* SELECTED EXCERPT *
= Beginning of Section =
Fig. 4: By comparing the gene expression of the F1 hybrid and its parents, the gene expression patterns of F1 were divided into additive gene expression patterns and nonadditive gene expression patterns.
figure 4

Midparent value [MPV = (HPV + LPV)/2]; High-parent value (HPV); low-parent value (LPV)

Traits contributing to yield heterosis in vegetables

Traits related to yield heterosis

Hybrids that exhibit heterosis show significant heterobeltiosis in yield, which is a complex trait that is usually measured by weight. To clearly study the mechanisms of yield increase in hybrids, it is essential to divide yield into other, simpler traits. This review describes the traits that contribute to vegetable yields. Fruits are the source of the yield of most plants; the yield contributing traits related to fruits usually include the fruit number, fruit size and fruit weight; earliness is usually also taken into account. Cabbage is a typical leafy, head-forming vegetable in Cruciferae, so its main yield contributing traits are head weight and head size (Fig. 5A, C). Similar to that of cabbage, the yield of radish is determined by its taproot. For leafy vegetables that do not form heads, the main yield heading traits are the number and size of the leaves. Unlike cruciferous vegetables, Cucurbitaceae and Solanaceae vegetables are produce multiple harvests and multiple fruits per plant (Fig. 5B, D), so the average single fruit weight and fruit yield per plant should be taken into account. In addition, Solanaceae vegetable flowers consist mostly of compound inflorescences89, so the numbers of flowers per cluster and fruits per cluster contribute greatly to production. Cucurbitaceae are single-inflorescence vegetables; only the fruits on the main vine are harvested in production, and the first nodal position of female flowers and sex ratio (M/F) affect the days to first harvest and the number of fruits per plant, respectively. Regardless of the trait considered, the total yield can be affected only by changes in yield-related traits. Therefore, it is necessary to analyze the mechanisms that regulate yield-related traits.
= End of Section =
* DATA PROVIDED *
= Beginning of Section =
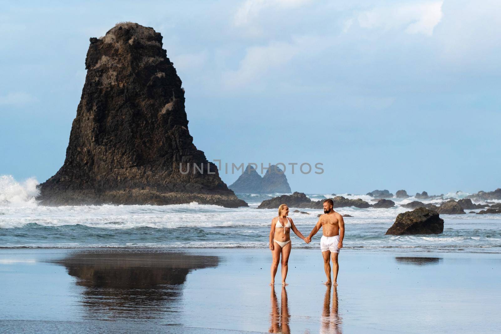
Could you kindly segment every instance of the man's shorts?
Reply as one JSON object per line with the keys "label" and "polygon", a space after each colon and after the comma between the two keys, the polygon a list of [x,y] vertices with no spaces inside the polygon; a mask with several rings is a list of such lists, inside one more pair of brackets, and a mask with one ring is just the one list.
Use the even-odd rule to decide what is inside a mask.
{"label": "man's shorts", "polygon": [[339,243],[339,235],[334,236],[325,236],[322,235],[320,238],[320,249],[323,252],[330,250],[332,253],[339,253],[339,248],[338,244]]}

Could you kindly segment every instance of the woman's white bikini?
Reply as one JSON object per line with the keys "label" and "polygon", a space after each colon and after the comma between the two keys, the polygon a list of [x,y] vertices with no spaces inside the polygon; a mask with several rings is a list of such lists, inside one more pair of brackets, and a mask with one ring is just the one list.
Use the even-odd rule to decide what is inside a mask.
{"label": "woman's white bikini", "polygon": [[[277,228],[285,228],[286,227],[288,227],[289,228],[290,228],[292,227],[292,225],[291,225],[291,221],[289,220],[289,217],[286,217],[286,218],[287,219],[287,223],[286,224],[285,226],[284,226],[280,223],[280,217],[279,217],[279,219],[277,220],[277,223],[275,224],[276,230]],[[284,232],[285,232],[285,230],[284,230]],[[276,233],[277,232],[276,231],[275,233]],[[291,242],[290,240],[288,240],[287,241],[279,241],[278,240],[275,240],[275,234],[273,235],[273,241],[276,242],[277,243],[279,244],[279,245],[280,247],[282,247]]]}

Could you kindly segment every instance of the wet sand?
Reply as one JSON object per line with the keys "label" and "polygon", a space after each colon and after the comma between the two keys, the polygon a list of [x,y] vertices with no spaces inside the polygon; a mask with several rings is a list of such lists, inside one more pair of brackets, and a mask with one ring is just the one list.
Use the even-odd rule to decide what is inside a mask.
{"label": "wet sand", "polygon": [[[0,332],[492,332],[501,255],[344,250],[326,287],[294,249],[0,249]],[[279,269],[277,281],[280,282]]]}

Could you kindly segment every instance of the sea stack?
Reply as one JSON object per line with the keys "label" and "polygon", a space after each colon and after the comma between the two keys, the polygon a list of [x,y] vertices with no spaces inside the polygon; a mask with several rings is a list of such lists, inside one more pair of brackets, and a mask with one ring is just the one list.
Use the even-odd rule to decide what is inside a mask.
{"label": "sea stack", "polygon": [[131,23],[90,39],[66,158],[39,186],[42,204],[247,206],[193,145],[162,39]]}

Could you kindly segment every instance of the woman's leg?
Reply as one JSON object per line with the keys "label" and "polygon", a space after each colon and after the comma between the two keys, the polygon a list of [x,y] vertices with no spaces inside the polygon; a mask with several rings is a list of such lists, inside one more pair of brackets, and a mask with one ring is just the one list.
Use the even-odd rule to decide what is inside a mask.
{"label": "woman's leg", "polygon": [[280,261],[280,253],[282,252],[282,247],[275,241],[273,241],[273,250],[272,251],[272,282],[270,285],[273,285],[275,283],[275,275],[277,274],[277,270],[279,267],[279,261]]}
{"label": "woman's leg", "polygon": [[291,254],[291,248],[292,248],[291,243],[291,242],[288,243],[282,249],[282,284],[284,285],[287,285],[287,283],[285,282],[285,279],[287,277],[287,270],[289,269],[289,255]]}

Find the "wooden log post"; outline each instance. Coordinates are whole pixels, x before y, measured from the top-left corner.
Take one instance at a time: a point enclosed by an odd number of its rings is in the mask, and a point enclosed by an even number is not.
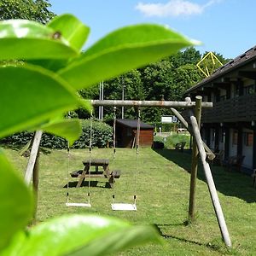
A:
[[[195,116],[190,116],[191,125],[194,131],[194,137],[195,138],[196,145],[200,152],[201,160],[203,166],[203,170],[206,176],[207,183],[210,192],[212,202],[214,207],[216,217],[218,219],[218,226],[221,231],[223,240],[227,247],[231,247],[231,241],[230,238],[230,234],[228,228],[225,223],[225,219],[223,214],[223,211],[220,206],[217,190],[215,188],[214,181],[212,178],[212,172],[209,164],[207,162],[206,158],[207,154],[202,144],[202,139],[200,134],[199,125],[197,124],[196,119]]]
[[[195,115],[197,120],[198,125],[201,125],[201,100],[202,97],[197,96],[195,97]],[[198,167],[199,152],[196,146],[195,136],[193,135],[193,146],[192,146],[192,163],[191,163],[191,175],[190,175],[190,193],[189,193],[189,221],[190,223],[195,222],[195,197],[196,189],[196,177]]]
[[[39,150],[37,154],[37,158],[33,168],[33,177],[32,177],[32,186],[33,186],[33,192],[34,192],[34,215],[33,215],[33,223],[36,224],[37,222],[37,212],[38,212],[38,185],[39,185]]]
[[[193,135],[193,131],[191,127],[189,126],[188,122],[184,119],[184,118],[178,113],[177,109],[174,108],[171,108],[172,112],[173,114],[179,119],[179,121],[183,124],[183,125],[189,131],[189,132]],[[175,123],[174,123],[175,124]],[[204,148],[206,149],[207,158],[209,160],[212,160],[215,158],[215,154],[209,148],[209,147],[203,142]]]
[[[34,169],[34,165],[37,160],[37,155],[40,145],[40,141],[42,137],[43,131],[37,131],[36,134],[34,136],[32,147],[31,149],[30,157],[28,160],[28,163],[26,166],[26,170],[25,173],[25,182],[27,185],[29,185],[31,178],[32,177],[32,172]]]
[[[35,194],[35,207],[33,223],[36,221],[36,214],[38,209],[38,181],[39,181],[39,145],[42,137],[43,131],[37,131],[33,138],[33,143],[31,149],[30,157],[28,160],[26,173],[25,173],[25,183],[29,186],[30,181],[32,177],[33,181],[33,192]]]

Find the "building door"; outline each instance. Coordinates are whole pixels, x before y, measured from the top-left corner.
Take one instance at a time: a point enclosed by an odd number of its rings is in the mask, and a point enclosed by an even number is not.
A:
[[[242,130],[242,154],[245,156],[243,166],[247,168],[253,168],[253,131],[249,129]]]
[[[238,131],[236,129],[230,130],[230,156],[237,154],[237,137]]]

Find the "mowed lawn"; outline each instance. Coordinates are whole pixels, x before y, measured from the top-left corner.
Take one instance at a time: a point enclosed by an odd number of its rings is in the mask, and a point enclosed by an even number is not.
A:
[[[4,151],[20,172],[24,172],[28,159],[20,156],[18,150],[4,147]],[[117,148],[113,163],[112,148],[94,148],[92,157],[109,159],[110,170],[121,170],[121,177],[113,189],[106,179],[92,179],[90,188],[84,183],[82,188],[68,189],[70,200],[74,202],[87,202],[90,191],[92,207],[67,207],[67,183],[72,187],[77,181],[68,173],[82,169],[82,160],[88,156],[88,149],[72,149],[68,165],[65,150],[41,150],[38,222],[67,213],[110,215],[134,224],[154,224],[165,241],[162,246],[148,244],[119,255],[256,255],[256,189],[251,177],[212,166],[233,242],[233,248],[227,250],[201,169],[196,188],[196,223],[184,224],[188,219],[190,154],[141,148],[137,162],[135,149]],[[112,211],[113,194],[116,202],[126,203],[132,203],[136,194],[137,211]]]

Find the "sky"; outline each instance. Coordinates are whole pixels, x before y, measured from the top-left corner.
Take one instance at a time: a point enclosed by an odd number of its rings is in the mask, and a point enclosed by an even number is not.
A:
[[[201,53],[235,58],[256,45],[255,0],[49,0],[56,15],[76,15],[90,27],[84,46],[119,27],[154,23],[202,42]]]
= End of Section =
* ACTIVITY LIST *
a - In the excerpt on yield heterosis in vegetables, what are the main yield contributing traits of cabbage?
b - From the excerpt on yield heterosis in vegetables, copy word for word the stretch from "Fig. 4: By comparing" through "low-parent value (LPV)".
The data plays no part in what is asked here.

* TASK-BY-TASK SOLUTIONS *
a - Head weight and head size.

b -
Fig. 4: By comparing the gene expression of the F1 hybrid and its parents, the gene expression patterns of F1 were divided into additive gene expression patterns and nonadditive gene expression patterns.
figure 4

Midparent value [MPV = (HPV + LPV)/2]; High-parent value (HPV); low-parent value (LPV)